--- BEGIN EXCERPT TO READ ---

As Town Adapts to New Ways, Much Is the Same

NEW WILMINGTON, Pa. — There’s one word that comes up time and time again when New Wilmington residents talk about their borough.

“It’s a very nice community. Very small. Everyone knows each other. It’s quaint and the Amish add a nice ambience to the community,” says Michelle Egan, owner of Mugsies Coffee House in downtown.

Adds Terri Patterson, a native of New Wilmington and owner of Flowers on Vine, “I love it here. Everybody knows everybody. It’s quaint. We help people out. It’s just warm here.”

And while she didn’t explicitly use the word “quaint,” the owner of The Silk Road Fair Trade Market, Wendy Farmerie, makes it clear that the atmosphere about town is part of what drew her back.

“It’s one of those places where you talk to a stranger in the street and just converse and no one thinks anything of it,” she says. “It took me moving away to realize that. … It’s a totally different planet.”

In a town with an estimated population just north of 2,200 – plus the student body of Westminster College adding 1,250 when school is in session – not much has changed in two centuries. The population has orbited around the 2,000 mark since the 1950s and Amish have lived in the area since the 1840s.

“It’s an Amish-oriented town. That’s why people come here. To see the lifestyle and the products that they build,” says Mark Burns. “Businesses come and businesses go. As far as the Amish, they’ve been here a long, long time. So nothing’s changed there.”

Burns owns Amish Oak Showcase Furniture north of town. He adds that while the Amish are one of the primary reasons tourists come through New Wilmington, his store 2031 Mercer-New Wilmington Road, sees few out-of-the-region visitors.

Most of his sales are within a 150-mile radius, as far out as Cleveland, Pittsburgh and Erie. And it’s the traits and workmanship associated with the Old Order Amish that drive sales.

“The American people have fallen away from imports. They’re looking for quality, which is what brings us into the picture,” Burns says. “The gentleman who makes kitchen tables makes kitchen tables. The chair manufacturers build chairs. We have about 35 vendors that we buy through like that.”

Many visitors come through New Wilmington for a look at the Amish who live in the surrounding Wilmington Township.

--- END EXCERPT TO READ ---
--- BEGIN ROWS ---

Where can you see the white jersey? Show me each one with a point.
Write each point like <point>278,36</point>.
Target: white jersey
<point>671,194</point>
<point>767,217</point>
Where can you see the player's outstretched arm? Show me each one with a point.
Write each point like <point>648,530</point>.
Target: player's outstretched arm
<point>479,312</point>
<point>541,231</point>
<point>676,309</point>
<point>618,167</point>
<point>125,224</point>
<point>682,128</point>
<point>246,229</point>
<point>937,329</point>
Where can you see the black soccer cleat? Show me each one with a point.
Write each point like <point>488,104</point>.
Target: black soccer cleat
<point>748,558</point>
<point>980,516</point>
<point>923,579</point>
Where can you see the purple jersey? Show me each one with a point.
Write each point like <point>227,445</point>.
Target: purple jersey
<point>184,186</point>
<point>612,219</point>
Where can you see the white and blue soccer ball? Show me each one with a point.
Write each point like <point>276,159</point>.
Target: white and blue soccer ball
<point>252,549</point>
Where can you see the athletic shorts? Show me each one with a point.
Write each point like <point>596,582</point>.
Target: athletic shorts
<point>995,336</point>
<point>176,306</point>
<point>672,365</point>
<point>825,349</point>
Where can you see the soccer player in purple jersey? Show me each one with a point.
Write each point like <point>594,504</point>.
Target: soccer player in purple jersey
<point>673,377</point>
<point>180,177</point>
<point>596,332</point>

--- END ROWS ---

* [PROBLEMS TO SOLVE]:
1 – Answer these questions from the New Wilmington article, one line each:
(a) What shop does Terri Patterson own?
(b) Since when have Amish lived in the area?
(c) About how many vendors does Amish Oak Showcase Furniture buy through?
2 – Repeat the passage of the New Wilmington article from "And while she" up to and including "drew her back.", word for word.
3 – In the New Wilmington article, what reason does Mark Burns give for the demand for his store's furniture? Answer in one to three sentences.

* [ANSWERS FOR THE EXERCISE]:
1 –
(a) Flowers on Vine
(b) Since the 1840s
(c) About 35

2 –
And while she didn’t explicitly use the word “quaint,” the owner of The Silk Road Fair Trade Market, Wendy Farmerie, makes it clear that the atmosphere about town is part of what drew her back.

3 – Burns says Americans have fallen away from imports and are looking for quality, which brings his store into the picture. The article adds that the traits and workmanship associated with the Old Order Amish drive his sales.